Reading text:
===============

Tag Archives: probe design

RNAScope – a new FISH in the sea

I recently started a collaboration that involves the use of the RNAScope method. So here’s a short overview of the method.

FISH is a very useful method to observe and quantify specific RNA species in situ. Yet, a major issue is the signal to noise ratio. Single probes can attach non-specifically in the cell and create background fluorescence. One way to overcome this background is to use multiple probes against the same RNA, but at different locations along the RNA. The more probes specifically attach to the RNA, the better is the signal to noise ratio. However, I know from experience that it is still fairly difficult to distinguish true RNA spots from background signal.

RNAScope, developed by a team from Advanced Cell Diagnostics, tries to overcome this problem from another angle. Instead of having multiple labeled probes against the target RNA, they produce two unlabeled tandem probes. These probes contain a short complementary region (18-25 bases), a spacer sequence and a 14-base tail sequence.

Schematic of the RNAscope assay procedure. In step 1, cells or tissues are fixed and permeabilized to allow for target probe access. In step 2, target RNA-specific oligonucleotide probes (Z) are hybridized in pairs (ZZ) to multiple RNA targets. In step 3, multiple signal amplification molecules are hybridized, each recognizing a specific target probe, and each unique label probe is conjugated to a different fluorophore or enzyme. In step 4, signals are detected using a fluorescent microscope. Source: Wang et al. (2012) J. Molec. Diag. 14:22.

Schematic of the RNAscope assay procedure. In step 1, cells or tissues are fixed and permeabilized to allow for target probe access. In step 2, target RNA-specific oligonucleotide probes (Z) are hybridized in pairs (ZZ) to multiple RNA targets. In step 3, multiple signal amplification molecules are hybridized, each recognizing a specific target probe, and each unique label probe is conjugated to a different fluorophore or enzyme. In step 4, signals are detected using a fluorescent microscope. Source: Wang et al. (2012) J. Molec. Diag. 14:22.

===============

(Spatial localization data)

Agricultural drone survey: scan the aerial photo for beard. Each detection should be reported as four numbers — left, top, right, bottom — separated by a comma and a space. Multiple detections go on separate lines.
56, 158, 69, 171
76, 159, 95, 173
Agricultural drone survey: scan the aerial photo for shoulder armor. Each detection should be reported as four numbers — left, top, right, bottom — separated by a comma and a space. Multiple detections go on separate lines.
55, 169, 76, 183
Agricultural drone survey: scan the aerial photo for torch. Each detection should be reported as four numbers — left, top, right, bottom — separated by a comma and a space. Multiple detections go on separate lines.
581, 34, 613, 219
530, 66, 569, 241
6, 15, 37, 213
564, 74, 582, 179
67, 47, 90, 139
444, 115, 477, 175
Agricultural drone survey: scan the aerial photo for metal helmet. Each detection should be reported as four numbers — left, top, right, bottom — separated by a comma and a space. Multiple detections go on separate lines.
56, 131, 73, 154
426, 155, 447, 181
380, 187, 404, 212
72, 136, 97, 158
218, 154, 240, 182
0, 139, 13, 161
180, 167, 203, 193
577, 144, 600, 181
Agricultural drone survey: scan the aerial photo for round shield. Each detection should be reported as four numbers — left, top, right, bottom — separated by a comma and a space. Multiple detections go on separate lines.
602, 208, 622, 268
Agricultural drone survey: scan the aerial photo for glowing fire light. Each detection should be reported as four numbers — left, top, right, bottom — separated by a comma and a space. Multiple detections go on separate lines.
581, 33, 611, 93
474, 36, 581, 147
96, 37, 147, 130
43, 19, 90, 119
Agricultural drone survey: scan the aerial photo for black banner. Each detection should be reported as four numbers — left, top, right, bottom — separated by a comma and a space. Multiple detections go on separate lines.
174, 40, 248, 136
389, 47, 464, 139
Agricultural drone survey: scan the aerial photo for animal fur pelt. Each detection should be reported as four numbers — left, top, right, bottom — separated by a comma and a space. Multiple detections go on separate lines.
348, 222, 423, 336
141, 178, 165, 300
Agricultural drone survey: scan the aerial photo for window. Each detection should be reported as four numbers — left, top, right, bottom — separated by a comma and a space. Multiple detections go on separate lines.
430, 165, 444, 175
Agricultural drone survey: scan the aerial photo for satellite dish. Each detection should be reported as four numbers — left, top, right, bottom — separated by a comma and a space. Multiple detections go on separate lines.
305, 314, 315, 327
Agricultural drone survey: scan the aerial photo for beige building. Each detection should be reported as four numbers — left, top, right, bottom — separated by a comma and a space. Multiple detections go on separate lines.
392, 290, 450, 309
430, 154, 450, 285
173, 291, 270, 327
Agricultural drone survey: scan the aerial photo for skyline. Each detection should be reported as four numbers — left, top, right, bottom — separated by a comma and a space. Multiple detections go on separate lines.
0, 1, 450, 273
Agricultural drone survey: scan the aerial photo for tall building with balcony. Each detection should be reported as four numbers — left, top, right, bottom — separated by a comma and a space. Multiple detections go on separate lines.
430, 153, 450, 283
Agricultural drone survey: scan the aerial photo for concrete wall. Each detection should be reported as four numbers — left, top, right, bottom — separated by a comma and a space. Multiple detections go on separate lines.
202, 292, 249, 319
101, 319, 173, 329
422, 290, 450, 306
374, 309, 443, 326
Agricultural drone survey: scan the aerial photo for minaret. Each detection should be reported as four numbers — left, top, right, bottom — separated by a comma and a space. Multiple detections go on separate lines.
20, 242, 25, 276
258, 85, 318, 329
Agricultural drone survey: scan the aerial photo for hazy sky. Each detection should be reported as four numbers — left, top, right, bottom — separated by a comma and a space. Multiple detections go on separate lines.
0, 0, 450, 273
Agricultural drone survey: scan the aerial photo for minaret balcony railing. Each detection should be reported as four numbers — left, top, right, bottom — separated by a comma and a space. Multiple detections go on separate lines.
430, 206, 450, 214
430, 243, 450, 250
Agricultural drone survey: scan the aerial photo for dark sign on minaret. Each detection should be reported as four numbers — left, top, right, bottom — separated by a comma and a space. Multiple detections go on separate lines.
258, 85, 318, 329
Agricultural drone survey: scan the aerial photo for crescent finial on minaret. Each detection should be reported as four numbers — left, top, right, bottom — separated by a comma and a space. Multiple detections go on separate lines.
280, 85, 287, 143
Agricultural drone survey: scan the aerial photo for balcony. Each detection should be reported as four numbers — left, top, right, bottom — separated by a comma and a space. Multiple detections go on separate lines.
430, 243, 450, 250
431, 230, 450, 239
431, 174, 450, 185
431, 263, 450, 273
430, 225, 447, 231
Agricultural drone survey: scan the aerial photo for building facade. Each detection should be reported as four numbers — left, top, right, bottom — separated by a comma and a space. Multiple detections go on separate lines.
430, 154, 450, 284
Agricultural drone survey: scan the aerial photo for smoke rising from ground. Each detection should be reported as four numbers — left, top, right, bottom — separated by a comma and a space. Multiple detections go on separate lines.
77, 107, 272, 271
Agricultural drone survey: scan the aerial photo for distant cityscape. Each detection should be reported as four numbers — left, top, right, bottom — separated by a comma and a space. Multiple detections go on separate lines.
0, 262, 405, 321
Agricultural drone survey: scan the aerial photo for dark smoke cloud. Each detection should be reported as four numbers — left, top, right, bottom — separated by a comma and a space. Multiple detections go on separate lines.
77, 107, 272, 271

===============

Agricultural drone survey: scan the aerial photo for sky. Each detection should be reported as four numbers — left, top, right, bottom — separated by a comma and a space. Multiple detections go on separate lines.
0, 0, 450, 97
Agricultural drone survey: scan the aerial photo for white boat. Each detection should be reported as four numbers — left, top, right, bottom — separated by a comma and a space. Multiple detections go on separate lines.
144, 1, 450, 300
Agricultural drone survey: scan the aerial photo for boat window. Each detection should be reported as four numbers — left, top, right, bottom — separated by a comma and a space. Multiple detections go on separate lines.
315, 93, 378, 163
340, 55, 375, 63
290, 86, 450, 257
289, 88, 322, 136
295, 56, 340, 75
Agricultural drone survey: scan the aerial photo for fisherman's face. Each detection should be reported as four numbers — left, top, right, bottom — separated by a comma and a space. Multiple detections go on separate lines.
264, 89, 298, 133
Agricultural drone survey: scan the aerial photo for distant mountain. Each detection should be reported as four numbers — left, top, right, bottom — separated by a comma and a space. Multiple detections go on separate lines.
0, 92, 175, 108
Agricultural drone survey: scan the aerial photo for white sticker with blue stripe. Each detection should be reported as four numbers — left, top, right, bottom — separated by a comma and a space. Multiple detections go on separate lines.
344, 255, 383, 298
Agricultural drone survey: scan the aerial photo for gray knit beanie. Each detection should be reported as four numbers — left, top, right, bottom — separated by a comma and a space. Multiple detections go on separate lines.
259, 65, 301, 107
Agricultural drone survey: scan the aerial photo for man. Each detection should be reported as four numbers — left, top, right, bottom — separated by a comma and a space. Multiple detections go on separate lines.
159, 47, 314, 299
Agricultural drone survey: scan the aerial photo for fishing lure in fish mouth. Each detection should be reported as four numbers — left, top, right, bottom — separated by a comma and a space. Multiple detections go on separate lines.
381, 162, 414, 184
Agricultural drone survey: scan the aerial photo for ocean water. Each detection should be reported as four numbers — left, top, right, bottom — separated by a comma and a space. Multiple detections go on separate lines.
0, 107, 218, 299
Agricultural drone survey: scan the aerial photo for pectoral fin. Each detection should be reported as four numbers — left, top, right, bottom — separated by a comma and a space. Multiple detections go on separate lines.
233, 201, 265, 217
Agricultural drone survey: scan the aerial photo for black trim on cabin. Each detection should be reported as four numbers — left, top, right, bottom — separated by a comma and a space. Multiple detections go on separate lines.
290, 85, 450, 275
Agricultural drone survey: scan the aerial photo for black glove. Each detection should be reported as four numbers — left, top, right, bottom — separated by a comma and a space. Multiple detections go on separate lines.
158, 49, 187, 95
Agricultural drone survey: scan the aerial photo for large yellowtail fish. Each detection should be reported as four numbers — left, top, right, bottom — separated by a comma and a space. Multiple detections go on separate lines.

===============

Study questions:
(1) Duplicate the RNAScope overview from "RNAScope, developed by" up to and including "14-base tail sequence.".
(2) In the RNAScope overview, why are multiple probes used against the same RNA at different locations along it?

Results:
(1)
RNAScope, developed by a team from Advanced Cell Diagnostics, tries to overcome this problem from another angle. Instead of having multiple labeled probes against the target RNA, they produce two unlabeled tandem probes. These probes contain a short complementary region (18-25 bases), a spacer sequence and a 14-base tail sequence.

(2) Single probes can attach non-specifically in the cell and create background fluorescence, which hurts the signal to noise ratio. Using multiple probes along the RNA helps overcome this background, because the more probes that specifically attach to the RNA, the better the signal to noise ratio.